Exercise description: Repeat the material below, word for word, from its first line through the line containing "column 270, row 105".

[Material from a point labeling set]

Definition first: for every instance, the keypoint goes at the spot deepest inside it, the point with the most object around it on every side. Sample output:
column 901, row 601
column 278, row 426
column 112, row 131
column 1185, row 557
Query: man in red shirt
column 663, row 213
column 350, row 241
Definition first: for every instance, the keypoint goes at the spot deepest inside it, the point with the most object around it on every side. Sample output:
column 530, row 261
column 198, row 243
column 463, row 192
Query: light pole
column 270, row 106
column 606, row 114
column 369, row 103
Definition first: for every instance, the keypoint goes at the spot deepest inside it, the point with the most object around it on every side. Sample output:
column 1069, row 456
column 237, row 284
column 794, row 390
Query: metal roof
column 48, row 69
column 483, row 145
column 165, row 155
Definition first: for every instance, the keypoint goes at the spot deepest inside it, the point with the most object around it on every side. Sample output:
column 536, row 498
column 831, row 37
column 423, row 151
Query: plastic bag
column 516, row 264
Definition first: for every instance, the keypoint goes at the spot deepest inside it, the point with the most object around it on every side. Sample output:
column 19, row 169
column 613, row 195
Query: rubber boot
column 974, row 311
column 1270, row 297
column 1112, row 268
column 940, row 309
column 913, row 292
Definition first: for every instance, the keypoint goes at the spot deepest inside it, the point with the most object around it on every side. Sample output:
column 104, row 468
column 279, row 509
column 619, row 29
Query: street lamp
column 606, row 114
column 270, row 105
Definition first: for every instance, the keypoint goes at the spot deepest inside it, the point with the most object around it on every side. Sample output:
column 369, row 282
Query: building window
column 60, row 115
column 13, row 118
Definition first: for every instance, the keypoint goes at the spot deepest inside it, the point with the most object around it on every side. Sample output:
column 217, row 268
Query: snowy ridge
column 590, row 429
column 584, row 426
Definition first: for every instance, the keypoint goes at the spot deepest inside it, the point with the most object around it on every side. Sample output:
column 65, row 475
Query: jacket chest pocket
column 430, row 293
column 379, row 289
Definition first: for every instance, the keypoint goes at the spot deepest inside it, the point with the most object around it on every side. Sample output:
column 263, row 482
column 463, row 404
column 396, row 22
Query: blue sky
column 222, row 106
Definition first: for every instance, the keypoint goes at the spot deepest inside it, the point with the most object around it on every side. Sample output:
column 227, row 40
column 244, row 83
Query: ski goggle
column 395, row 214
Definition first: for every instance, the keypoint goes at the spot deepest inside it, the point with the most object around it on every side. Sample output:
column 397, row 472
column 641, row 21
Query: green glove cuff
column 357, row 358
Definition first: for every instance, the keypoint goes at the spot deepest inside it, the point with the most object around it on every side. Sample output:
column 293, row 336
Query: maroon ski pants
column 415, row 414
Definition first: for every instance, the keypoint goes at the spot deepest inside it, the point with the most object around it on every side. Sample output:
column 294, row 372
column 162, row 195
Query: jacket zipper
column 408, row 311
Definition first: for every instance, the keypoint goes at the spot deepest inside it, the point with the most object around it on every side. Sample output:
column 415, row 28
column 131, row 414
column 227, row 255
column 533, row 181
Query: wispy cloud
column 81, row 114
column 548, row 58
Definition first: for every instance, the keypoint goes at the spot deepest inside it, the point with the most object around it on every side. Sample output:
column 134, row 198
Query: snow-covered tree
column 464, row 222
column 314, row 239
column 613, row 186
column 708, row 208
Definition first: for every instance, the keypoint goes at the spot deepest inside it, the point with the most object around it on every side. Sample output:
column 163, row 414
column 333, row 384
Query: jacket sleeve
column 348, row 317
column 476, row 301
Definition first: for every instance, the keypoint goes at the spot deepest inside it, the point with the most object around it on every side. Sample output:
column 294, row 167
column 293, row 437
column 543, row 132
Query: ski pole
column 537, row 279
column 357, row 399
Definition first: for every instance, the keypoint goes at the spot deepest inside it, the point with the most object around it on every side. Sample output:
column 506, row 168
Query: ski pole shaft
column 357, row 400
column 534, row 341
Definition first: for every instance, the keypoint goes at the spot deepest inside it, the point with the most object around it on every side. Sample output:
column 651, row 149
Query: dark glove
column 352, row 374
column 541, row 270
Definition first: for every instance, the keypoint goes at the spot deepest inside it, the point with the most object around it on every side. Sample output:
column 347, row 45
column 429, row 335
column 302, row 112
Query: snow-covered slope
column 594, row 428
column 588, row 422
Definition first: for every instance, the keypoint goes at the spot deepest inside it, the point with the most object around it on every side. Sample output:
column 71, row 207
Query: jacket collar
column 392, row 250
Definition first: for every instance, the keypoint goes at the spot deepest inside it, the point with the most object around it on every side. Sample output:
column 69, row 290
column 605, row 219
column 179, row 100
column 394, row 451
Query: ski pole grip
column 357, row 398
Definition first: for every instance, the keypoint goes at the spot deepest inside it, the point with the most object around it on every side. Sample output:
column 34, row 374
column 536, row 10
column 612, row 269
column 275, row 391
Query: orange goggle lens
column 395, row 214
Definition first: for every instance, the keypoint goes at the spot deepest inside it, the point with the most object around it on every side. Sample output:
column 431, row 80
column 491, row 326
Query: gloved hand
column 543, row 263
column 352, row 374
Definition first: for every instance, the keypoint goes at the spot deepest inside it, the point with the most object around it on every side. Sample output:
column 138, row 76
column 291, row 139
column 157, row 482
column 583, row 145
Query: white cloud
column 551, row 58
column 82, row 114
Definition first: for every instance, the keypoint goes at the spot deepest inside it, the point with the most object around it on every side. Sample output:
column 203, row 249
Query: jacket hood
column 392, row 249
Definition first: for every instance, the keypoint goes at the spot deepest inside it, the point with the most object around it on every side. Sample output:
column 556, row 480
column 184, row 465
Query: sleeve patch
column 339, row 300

Problem solution:
Definition first: for every instance, the keypoint goes at the spot deepest inside it, the point with the most object around it on every side. Sample output:
column 901, row 601
column 278, row 426
column 112, row 131
column 1185, row 557
Query: man in red shirt
column 663, row 213
column 350, row 241
Definition first: for every instance, the keypoint goes at the spot deepest inside it, the point with the most object around it on every side. Sample output:
column 530, row 261
column 198, row 243
column 463, row 192
Query: light pole
column 270, row 106
column 606, row 114
column 369, row 103
Definition first: for every instance, the keypoint goes at the spot deepest inside it, the point with the most object around it on every side. Sample output:
column 1069, row 456
column 237, row 284
column 794, row 390
Query: metal roof
column 48, row 69
column 483, row 145
column 165, row 155
Definition first: for every instance, the keypoint goes at the spot deepest inside it, the point with the most object around it on every side. Sample output:
column 536, row 498
column 831, row 37
column 423, row 151
Query: plastic bag
column 516, row 264
Definition first: for every instance, the keypoint goes at the spot deepest inside it, the point with the most object around it on every side. Sample output:
column 19, row 169
column 613, row 195
Query: rubber boot
column 974, row 311
column 1270, row 297
column 1112, row 268
column 940, row 309
column 913, row 292
Definition first: for every instance, the keypoint goes at the spot deepest inside it, the point with the most object around it on every side. Sample output:
column 104, row 468
column 279, row 509
column 619, row 29
Query: street lamp
column 606, row 114
column 270, row 105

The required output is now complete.